§ **Exercise**
Copy out all of the records, exactly as they appear.

══ Given entries ══

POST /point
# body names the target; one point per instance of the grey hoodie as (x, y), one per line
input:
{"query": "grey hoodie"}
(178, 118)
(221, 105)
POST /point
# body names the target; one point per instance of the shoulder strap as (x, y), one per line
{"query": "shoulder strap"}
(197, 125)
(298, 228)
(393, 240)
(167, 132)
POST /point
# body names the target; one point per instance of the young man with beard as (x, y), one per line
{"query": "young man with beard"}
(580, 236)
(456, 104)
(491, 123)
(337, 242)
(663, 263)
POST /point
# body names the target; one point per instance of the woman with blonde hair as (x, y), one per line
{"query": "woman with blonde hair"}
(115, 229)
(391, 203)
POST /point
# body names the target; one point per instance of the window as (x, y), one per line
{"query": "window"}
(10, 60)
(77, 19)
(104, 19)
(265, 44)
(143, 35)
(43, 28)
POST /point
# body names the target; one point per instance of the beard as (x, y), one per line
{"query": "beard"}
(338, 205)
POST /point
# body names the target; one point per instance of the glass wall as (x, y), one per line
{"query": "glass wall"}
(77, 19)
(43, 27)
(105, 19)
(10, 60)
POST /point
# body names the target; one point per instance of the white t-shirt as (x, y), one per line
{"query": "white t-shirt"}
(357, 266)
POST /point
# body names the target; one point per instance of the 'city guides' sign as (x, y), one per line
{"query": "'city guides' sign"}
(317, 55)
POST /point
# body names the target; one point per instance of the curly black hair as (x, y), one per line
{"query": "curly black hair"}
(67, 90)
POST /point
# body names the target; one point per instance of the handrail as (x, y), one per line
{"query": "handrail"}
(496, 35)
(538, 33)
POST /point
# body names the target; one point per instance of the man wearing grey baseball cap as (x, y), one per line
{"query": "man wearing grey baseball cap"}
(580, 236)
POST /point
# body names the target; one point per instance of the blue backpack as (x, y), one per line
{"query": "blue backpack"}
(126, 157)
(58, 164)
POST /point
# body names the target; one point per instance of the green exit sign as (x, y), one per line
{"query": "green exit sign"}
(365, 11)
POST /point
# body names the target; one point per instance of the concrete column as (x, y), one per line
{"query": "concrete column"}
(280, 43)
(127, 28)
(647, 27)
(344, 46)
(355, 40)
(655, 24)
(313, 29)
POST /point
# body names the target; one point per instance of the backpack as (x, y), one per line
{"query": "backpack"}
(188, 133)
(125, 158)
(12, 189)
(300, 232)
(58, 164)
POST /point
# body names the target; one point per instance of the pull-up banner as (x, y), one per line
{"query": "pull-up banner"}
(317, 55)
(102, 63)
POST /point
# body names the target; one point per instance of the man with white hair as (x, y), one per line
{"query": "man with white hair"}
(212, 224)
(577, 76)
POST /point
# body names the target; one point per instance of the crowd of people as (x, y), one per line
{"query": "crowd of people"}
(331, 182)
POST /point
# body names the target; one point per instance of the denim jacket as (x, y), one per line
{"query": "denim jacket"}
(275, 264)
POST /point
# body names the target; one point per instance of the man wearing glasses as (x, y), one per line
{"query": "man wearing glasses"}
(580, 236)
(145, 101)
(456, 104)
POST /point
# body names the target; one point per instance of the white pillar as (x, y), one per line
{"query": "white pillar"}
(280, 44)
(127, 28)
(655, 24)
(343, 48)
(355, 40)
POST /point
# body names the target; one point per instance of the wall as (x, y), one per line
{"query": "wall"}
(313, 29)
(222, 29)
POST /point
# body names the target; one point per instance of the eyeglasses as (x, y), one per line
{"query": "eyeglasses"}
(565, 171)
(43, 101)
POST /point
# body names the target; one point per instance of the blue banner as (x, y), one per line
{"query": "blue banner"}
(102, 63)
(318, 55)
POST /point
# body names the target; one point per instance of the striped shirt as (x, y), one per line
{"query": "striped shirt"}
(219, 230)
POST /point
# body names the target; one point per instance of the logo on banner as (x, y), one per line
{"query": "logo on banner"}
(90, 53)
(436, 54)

═══

§ **The answer**
POST /point
# body names the target; one point per instance of the grey hoodie as (x, y), one per line
input:
{"query": "grey hoodie"}
(178, 118)
(221, 105)
POST /point
# body names the target; one point per instance of the shoulder strap as (x, y), one per line
{"query": "shoulder strap"}
(197, 125)
(298, 228)
(393, 240)
(167, 132)
POST /point
# body names the target; one point per instance of the young man with beard as (x, y), one per line
{"query": "young man with beard"}
(580, 236)
(456, 104)
(491, 123)
(337, 242)
(663, 263)
POST /point
# body names the target; one point per instance of the woman with blonde hair as (x, y), one per line
{"query": "woman with blonde hair"}
(115, 229)
(391, 203)
POST /point
# body names the target; one point per instance of the window as (x, y), one per line
{"query": "window"}
(10, 60)
(77, 19)
(104, 19)
(265, 44)
(143, 35)
(43, 28)
POST /point
# body names the target; one point per instance of the beard as (x, y), one per line
{"query": "beard"}
(338, 205)
POST /point
# body names the target; one point per instance of the glass wall as (x, y), one per line
{"query": "glass wall"}
(77, 19)
(43, 27)
(105, 19)
(10, 60)
POST /point
# body names the target; one point per instance of the white t-shirt as (x, y), one per line
{"query": "white t-shirt"}
(357, 266)
POST /point
# body names the target; one point per instance of the 'city guides' sign as (x, y), one per line
{"query": "'city guides' sign"}
(317, 55)
POST /point
# body names the target; one point per instance of the curly black hair as (x, y), one per line
{"query": "curly black hair"}
(67, 90)
POST /point
# body names the target; one point per instance of the handrail as (x, y), one per line
{"query": "handrail"}
(496, 35)
(538, 33)
POST /point
# body names the target; one point per instance of the man wearing grey baseball cap as (x, y), one per line
{"query": "man wearing grey baseball cap"}
(580, 236)
POST /point
# body names the target; one point per instance of the blue backpack as (x, y), one per line
{"query": "blue backpack"}
(126, 157)
(58, 164)
POST /point
# body names the target; one point per instance of the green exit sign as (x, y), one per line
{"query": "green exit sign"}
(365, 11)
POST /point
# body names the target; one point per instance of the concrete column as (x, y), one per line
{"query": "concrete column"}
(280, 43)
(127, 28)
(647, 27)
(344, 46)
(355, 40)
(655, 24)
(313, 29)
POST /point
# body names the target; one point per instance of the backpack as (x, y), one per line
{"query": "backpack"}
(188, 133)
(125, 158)
(12, 189)
(300, 232)
(58, 164)
POST /point
# body names the target; one point per instance of the pull-up banner as (x, y), one per line
{"query": "pull-up banner"}
(317, 55)
(102, 63)
POST /point
# body names the target; one point per instance of the man with white hair as (x, y), one per line
{"query": "man with white hair"}
(212, 224)
(577, 76)
POST /point
# body names the target; one point per instance of the crowd of people as (x, y), one per line
{"query": "crowd of people"}
(331, 182)
POST /point
# body names the target; one point per instance of the denim jacket as (x, y), one per line
{"query": "denim jacket"}
(275, 264)
POST /point
# body names the target; one point per instance of the man wearing glasses as (x, y), one per line
{"query": "man wearing glasses"}
(580, 236)
(145, 101)
(456, 104)
POST /point
# body names the target; one point per instance of the white pillar as (x, y), one per line
{"query": "white pillar"}
(280, 44)
(127, 28)
(655, 24)
(343, 48)
(355, 40)
POST /point
# body names the target; one point per instance of the wall as (x, y), one per line
{"query": "wall"}
(313, 29)
(222, 29)
POST /point
# body names the target; one point per instance of the eyeglasses as (x, y), one per line
{"query": "eyeglasses"}
(565, 171)
(43, 101)
POST /point
# body names the target; one point per instance of the blue banner as (x, y), one per line
{"query": "blue banner"}
(102, 63)
(318, 55)
POST /point
# body names the target; one point per instance of the striped shirt as (x, y), one per line
{"query": "striped shirt"}
(219, 230)
POST /point
# body names the target; one point per instance of the logo on banner as (x, y), one per line
{"query": "logo on banner"}
(90, 53)
(436, 54)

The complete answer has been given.